• **YOUR GOAL**: Set down the material exactly as given, please, from its first line through the line that includes "positive clicks: (633, 230) (549, 273)".

• **SUPPLIED DATA**:

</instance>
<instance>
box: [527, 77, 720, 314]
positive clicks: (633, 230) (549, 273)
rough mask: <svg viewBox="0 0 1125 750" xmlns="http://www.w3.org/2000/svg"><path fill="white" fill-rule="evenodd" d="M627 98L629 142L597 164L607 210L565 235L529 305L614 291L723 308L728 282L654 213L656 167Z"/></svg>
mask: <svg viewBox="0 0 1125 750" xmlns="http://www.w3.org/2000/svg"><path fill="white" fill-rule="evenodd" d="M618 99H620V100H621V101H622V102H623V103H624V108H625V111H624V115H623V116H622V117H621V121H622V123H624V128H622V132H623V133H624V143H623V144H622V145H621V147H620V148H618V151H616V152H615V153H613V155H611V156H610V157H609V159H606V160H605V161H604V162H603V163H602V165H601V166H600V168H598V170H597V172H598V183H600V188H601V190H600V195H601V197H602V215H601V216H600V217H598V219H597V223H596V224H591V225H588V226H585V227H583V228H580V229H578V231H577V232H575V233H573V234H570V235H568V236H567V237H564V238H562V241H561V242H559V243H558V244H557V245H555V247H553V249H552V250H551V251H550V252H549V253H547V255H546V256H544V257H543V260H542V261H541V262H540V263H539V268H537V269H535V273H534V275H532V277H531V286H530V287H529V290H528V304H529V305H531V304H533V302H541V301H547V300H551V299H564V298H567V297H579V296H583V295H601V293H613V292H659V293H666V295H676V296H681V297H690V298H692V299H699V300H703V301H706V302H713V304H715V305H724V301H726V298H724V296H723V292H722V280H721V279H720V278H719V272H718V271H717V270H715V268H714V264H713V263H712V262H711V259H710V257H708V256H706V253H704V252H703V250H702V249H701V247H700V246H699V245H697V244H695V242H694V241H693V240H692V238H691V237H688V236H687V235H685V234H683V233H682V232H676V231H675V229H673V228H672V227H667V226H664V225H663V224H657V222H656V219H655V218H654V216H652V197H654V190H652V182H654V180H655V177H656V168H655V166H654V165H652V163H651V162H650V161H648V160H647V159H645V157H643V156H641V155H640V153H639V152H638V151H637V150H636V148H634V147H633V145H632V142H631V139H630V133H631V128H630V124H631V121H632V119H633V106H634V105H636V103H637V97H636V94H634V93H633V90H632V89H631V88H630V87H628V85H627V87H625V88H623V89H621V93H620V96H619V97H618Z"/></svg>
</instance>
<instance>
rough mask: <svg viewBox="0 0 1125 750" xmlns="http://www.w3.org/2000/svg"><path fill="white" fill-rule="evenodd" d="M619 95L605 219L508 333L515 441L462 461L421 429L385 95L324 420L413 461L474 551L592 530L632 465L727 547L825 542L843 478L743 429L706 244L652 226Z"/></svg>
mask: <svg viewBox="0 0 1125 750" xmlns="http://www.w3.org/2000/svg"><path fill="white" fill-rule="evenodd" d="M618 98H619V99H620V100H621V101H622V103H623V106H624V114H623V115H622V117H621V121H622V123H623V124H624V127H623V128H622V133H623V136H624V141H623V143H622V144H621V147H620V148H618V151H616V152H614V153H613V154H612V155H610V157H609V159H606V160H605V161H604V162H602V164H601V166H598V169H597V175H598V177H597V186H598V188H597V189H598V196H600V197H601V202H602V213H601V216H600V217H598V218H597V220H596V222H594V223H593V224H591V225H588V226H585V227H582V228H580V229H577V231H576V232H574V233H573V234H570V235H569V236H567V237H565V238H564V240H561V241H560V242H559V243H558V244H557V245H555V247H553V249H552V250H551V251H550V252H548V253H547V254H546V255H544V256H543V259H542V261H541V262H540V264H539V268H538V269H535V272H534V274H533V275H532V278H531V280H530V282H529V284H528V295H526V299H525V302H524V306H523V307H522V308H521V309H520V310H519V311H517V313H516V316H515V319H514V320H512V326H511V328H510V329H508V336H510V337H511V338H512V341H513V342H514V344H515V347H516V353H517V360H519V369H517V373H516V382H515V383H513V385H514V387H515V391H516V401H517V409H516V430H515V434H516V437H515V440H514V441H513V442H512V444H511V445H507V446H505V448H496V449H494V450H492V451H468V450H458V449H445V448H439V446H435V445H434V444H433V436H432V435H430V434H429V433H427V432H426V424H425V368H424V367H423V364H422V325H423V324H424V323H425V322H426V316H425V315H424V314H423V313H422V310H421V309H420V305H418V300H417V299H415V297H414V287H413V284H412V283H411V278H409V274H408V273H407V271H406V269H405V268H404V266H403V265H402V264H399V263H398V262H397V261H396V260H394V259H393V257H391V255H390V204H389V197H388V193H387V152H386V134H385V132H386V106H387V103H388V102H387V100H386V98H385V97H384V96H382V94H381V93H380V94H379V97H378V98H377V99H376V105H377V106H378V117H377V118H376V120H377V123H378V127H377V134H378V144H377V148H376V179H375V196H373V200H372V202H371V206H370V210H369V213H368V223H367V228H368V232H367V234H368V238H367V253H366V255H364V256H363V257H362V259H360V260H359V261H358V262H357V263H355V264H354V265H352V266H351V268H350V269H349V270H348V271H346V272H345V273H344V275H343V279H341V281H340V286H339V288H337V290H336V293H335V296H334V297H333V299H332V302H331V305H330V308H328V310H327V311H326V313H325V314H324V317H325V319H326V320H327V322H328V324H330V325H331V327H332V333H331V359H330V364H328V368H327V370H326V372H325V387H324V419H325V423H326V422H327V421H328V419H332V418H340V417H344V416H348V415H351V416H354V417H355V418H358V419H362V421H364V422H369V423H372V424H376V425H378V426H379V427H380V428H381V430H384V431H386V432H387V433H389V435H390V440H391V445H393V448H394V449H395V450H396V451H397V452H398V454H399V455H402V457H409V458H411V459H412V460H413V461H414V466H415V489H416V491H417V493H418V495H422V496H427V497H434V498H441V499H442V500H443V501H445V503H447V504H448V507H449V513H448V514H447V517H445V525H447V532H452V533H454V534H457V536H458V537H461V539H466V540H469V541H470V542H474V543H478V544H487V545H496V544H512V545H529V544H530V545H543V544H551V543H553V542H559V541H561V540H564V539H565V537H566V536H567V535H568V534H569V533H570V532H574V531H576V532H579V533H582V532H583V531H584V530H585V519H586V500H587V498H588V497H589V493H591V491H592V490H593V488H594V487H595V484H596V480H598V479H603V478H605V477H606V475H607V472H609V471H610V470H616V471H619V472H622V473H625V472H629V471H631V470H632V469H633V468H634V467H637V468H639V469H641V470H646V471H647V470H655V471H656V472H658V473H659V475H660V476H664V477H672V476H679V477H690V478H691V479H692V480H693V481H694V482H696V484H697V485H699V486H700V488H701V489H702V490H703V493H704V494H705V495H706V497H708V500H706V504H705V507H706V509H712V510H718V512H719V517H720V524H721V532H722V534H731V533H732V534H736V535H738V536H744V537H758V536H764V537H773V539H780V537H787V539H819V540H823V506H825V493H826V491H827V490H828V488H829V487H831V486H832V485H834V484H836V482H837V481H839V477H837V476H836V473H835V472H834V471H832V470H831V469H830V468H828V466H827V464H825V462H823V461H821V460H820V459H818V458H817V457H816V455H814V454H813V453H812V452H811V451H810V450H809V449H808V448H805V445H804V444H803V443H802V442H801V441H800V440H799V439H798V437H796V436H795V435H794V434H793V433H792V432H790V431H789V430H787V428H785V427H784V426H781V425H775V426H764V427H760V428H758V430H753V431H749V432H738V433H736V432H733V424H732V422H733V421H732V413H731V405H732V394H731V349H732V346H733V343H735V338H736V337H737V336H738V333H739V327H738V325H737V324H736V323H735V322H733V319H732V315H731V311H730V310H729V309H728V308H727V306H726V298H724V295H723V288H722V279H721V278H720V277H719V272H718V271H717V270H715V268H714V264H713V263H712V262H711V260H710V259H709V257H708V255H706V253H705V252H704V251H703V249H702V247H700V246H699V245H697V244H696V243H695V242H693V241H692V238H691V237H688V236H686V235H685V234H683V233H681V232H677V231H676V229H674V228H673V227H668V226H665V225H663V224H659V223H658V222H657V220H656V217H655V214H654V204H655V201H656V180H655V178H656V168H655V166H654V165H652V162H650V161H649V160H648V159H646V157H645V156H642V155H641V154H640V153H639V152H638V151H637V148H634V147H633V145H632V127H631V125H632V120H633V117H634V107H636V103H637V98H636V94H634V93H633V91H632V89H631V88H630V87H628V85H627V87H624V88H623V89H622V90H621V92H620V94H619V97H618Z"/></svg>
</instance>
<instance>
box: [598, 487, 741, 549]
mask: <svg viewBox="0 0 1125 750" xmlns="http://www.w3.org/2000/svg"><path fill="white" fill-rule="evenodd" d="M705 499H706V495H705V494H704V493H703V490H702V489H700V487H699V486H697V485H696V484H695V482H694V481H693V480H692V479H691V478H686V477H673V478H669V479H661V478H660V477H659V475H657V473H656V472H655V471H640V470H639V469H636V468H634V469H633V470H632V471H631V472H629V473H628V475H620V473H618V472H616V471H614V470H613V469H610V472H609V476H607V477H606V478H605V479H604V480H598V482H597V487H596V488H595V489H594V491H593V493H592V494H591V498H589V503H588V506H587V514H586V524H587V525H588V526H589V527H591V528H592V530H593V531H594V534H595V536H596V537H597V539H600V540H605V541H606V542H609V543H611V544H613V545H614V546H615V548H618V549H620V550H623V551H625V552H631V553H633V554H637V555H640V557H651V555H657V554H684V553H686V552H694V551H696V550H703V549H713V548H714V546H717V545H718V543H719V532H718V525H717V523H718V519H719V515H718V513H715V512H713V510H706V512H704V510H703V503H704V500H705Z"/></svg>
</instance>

• **ANSWER TO THIS PROBLEM**:
</instance>
<instance>
box: [527, 77, 720, 314]
positive clicks: (633, 230) (549, 273)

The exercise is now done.